> TASK DETAILS
Lines in the entries below where the word "crane" shows up should each be copied.

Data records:
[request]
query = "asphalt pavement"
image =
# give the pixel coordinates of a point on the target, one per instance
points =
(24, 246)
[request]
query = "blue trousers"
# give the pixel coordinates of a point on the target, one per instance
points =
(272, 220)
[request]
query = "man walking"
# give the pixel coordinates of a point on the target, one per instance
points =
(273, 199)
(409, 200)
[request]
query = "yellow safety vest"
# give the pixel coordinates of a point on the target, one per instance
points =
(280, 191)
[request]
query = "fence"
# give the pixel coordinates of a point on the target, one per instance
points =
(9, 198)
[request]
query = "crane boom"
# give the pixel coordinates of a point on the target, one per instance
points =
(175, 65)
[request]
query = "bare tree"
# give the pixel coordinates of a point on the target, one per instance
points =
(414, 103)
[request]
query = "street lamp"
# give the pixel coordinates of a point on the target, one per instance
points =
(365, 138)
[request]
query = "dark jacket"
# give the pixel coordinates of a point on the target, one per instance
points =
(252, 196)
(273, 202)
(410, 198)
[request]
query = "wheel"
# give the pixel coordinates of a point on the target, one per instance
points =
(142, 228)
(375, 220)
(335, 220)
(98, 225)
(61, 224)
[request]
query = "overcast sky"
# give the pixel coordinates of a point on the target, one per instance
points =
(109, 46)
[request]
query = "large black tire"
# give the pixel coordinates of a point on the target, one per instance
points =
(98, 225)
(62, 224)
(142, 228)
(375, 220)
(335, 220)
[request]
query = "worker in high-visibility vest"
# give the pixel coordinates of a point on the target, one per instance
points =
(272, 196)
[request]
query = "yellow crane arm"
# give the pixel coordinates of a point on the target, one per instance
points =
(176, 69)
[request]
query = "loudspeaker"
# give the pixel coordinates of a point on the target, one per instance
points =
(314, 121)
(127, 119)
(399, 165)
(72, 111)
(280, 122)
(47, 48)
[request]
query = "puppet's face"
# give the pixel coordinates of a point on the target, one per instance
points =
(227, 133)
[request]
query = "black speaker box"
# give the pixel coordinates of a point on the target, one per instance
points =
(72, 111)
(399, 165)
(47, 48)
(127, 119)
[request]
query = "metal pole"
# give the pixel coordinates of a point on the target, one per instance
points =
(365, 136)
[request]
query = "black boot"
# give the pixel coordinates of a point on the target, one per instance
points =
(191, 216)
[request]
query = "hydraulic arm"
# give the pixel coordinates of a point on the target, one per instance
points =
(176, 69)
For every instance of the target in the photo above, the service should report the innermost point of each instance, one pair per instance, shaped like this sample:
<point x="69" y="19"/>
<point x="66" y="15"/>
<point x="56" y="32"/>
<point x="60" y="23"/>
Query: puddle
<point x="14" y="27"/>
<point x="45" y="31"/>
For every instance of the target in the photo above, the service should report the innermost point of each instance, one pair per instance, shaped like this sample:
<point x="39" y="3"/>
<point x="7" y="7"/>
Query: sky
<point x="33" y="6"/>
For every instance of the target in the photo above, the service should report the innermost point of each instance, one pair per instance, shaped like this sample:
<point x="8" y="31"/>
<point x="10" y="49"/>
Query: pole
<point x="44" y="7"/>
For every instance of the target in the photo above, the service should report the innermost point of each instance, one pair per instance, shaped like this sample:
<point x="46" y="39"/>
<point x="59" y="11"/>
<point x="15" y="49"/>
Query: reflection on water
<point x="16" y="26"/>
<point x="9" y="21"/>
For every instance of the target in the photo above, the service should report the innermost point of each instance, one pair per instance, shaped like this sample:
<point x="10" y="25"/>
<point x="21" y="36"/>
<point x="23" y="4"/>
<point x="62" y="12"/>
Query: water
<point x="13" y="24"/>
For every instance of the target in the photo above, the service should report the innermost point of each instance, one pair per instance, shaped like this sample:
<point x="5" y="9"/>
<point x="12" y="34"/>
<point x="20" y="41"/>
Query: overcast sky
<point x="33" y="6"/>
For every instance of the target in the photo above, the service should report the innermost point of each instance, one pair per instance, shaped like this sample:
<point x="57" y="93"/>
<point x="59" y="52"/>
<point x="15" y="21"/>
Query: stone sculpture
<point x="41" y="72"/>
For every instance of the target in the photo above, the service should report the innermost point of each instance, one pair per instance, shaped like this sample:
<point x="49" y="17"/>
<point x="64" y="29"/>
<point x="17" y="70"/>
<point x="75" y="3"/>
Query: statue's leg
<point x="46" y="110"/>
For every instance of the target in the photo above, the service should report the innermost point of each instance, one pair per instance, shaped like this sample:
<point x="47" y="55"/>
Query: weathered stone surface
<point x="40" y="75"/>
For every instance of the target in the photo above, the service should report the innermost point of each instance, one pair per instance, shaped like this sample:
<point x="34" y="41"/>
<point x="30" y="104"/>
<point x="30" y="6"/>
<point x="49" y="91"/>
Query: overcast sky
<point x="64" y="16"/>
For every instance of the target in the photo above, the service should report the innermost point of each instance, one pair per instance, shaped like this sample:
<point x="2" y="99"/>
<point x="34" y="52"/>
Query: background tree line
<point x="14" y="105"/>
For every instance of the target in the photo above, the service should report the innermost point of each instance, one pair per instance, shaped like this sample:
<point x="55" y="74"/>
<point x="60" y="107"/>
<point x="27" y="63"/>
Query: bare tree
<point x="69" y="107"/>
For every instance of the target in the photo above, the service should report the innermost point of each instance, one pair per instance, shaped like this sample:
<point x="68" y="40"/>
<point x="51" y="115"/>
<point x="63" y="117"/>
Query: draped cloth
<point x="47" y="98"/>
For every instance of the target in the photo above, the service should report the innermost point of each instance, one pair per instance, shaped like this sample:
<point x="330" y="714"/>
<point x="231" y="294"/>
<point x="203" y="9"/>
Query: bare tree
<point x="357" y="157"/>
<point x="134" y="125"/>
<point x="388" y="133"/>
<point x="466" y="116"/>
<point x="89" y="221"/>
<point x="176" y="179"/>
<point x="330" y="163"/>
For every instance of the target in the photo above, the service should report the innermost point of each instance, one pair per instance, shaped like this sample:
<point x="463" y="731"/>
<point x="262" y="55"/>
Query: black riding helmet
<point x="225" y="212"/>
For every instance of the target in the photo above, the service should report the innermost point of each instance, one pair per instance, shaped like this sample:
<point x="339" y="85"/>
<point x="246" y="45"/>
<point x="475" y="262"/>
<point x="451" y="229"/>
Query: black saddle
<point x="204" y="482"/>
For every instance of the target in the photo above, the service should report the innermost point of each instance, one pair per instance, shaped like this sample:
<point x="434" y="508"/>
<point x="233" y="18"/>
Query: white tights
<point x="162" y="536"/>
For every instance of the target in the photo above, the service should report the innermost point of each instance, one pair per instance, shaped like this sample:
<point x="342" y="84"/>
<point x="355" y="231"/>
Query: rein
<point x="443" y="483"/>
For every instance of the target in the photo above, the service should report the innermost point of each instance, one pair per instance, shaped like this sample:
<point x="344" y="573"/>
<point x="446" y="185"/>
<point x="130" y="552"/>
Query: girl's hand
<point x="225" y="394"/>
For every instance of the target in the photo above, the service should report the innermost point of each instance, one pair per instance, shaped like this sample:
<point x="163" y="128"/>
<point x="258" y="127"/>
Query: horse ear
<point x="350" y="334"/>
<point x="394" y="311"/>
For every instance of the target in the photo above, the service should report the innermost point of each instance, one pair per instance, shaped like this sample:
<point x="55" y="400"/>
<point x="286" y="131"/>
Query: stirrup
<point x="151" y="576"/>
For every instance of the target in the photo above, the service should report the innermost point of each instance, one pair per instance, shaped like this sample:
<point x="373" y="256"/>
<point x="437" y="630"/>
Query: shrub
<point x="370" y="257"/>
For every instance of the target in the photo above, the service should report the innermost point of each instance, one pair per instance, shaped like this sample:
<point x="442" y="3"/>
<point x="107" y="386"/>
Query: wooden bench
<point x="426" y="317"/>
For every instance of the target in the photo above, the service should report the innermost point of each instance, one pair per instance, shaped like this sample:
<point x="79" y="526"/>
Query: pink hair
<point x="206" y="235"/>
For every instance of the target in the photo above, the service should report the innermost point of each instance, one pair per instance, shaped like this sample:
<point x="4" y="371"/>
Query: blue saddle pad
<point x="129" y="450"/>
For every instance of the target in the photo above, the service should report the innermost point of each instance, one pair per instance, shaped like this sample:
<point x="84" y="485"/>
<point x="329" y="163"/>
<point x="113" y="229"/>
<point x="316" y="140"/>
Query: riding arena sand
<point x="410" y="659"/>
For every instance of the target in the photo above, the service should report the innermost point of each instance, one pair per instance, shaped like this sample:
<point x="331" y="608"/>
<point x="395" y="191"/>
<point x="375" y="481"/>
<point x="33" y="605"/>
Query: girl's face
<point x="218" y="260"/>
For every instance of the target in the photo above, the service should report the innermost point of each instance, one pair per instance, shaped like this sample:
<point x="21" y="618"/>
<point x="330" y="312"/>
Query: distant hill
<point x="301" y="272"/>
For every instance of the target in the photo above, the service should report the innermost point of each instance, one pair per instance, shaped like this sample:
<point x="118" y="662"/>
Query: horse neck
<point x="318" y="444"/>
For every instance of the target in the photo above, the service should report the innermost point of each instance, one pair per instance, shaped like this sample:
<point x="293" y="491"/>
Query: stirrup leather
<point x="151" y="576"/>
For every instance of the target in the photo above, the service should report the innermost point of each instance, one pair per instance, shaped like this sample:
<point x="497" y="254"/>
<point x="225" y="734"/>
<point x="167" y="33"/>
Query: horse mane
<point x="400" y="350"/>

> SOLUTION FOR THIS TASK
query = "crane boom"
query = "yellow crane arm"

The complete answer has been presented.